++++ EXCERPTED PASSAGE

Michelle R. Lennartz, PhD

Professor
Regenerative and Cancer Biology

Areas of Study

Cell biology of macrophages

Education

  • University of Michigan School of Medicine1984PhD

Research

Macrophages play a major role in health and disease.  They recognize and destroy pathogens, contribute to chronic inflammatory diseases such arthritis and atherosclerosis, and support the growth tumor cells.  Our research focuses on the cell biology of macrophages, using an IgG-phagocytosis system to model uptake and killing of pathogens as well as to study the underlying causes of the atherosclerotic plaque rupture (stroke) and cell migration/metastasis.

Infectious disease

We have identified protein kinase C-epsilon (PKC-e) as an important signaling model in bacterial clearance.  Mice lacking PKC-e succumb to bacterial infections cleared by their wild type counterparts.  We are studying the intracellular signaling pathways that prevent macrophages from effectively clearing bacteria.

++++++++
++++ DATA UNDER STUDY

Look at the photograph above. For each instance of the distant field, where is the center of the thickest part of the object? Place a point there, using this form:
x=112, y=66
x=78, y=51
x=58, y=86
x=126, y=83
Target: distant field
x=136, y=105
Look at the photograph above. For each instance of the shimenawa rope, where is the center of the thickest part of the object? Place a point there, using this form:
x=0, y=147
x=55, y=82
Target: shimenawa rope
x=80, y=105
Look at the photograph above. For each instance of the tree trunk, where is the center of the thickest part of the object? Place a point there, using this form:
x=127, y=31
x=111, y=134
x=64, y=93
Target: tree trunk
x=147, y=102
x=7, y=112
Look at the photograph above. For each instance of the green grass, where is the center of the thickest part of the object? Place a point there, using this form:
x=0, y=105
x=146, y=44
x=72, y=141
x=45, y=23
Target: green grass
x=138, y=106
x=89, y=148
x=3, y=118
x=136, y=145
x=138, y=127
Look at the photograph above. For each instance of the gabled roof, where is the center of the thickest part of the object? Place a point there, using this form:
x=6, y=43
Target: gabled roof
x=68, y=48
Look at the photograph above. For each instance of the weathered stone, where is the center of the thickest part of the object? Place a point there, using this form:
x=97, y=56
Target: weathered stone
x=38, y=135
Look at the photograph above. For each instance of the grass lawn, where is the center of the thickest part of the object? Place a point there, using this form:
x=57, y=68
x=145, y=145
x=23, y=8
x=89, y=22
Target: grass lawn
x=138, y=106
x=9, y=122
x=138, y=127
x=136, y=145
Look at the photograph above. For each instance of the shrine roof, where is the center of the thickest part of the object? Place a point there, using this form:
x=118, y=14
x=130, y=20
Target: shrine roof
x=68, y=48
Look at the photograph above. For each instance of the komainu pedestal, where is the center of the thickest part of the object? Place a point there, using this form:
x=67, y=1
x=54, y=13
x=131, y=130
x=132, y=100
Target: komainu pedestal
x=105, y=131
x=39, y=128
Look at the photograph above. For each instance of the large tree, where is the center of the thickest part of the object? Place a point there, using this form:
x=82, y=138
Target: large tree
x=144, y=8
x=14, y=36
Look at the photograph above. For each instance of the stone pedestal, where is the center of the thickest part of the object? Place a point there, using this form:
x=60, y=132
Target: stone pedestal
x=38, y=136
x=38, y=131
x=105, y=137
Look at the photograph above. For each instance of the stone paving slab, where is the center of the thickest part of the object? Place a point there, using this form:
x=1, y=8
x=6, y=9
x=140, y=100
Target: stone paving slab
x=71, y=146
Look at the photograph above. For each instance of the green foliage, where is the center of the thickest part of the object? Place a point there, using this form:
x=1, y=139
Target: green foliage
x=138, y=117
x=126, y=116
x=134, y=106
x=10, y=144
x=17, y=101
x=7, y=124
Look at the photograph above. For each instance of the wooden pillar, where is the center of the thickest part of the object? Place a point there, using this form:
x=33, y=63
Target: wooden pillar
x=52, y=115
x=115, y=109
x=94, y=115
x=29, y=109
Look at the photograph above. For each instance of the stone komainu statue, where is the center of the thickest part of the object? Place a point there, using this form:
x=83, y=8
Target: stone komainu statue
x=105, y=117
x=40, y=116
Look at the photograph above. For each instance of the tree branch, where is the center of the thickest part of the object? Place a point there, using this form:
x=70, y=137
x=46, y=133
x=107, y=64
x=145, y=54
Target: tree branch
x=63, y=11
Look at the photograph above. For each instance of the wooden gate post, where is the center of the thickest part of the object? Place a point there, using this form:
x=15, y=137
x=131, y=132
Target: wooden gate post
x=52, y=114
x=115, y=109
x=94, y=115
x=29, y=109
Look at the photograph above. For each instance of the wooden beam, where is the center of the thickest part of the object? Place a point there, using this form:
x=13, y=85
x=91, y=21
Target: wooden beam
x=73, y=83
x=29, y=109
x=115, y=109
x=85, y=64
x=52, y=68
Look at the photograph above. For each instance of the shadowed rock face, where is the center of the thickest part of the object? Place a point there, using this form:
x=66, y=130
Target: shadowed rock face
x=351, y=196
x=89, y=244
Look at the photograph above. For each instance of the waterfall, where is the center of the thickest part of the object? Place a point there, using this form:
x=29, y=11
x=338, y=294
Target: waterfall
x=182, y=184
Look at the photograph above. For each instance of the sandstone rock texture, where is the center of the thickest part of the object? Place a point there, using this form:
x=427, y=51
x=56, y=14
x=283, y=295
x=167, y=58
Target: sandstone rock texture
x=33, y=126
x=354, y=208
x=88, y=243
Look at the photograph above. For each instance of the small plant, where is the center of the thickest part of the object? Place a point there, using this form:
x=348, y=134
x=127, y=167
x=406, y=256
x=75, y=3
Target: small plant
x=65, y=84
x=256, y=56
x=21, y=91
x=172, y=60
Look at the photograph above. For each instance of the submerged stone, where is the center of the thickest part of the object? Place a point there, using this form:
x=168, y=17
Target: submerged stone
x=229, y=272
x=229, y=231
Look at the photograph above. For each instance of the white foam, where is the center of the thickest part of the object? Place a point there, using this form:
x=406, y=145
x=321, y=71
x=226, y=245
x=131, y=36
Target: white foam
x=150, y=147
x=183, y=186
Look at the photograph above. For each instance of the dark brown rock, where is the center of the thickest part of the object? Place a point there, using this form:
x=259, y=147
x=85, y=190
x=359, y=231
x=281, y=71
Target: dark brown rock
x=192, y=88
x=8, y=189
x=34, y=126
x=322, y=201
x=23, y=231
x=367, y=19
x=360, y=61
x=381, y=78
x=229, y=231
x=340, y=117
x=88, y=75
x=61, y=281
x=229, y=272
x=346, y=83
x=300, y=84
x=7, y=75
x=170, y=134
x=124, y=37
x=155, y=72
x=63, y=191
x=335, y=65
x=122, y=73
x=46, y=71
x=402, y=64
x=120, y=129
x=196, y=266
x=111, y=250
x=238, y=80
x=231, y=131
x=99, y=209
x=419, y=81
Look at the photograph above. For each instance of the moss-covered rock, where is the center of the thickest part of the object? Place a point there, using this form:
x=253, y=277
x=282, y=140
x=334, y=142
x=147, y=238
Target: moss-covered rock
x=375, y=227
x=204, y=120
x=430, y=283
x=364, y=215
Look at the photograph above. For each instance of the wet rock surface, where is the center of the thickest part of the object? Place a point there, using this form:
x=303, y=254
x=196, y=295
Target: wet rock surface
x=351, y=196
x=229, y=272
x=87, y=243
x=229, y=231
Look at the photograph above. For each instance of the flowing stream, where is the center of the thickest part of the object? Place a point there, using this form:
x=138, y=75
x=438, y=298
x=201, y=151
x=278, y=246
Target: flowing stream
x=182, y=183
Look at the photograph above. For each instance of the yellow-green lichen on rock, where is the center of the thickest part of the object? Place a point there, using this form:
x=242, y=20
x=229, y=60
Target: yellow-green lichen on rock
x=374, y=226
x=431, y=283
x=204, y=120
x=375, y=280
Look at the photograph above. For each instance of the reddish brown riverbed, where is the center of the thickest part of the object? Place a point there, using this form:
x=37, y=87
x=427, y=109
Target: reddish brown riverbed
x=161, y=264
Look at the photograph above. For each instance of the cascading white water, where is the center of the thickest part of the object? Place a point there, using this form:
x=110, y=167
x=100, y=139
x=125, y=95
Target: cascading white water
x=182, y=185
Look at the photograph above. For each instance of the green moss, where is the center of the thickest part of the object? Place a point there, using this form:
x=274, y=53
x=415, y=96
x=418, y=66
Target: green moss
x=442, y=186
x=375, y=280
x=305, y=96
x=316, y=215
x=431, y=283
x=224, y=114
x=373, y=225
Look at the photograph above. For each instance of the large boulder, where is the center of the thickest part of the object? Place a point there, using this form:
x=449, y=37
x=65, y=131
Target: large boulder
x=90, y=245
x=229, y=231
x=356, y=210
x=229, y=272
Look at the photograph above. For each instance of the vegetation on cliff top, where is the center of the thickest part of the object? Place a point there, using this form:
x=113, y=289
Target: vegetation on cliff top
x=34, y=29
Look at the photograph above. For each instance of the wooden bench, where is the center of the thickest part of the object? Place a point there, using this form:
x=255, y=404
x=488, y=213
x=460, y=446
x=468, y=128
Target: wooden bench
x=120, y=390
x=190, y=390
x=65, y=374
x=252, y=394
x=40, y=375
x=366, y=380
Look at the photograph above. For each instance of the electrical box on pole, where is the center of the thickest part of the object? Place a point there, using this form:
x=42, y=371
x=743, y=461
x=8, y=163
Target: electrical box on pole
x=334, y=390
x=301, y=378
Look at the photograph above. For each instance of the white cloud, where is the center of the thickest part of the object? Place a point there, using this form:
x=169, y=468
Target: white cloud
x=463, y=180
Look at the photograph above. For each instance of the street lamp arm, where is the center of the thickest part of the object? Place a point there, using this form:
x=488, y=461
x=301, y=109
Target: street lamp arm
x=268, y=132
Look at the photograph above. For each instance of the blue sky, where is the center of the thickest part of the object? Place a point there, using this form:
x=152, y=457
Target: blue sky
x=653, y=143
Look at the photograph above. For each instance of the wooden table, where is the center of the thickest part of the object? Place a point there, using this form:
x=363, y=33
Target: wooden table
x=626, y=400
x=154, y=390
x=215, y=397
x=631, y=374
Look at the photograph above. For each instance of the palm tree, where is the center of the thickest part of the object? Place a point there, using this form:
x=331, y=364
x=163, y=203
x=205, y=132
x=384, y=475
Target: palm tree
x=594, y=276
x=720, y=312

++++++++

EXERCISE INSTRUCTIONS
A. What section headings does the faculty profile contain? List all of them.
B. How would you put this sentence from the faculty profile into Spanish: "Mice lacking PKC-e succumb to bacterial infections cleared by their wild type counterparts."
C. Copy the faculty profile word for word from "Macrophages play a" to "effectively clearing bacteria.".
The lines above are separate material with no connection to the faculty profile.

RESULTS OF THE TASKS
A.
Areas of Study
Education
Research
Infectious disease

B. Los ratones que carecen de PKC-e sucumben a infecciones bacterianas que sus equivalentes de tipo silvestre eliminan.

C.
Macrophages play a major role in health and disease.  They recognize and destroy pathogens, contribute to chronic inflammatory diseases such arthritis and atherosclerosis, and support the growth tumor cells.  Our research focuses on the cell biology of macrophages, using an IgG-phagocytosis system to model uptake and killing of pathogens as well as to study the underlying causes of the atherosclerotic plaque rupture (stroke) and cell migration/metastasis.

Infectious disease

We have identified protein kinase C-epsilon (PKC-e) as an important signaling model in bacterial clearance.  Mice lacking PKC-e succumb to bacterial infections cleared by their wild type counterparts.  We are studying the intracellular signaling pathways that prevent macrophages from effectively clearing bacteria.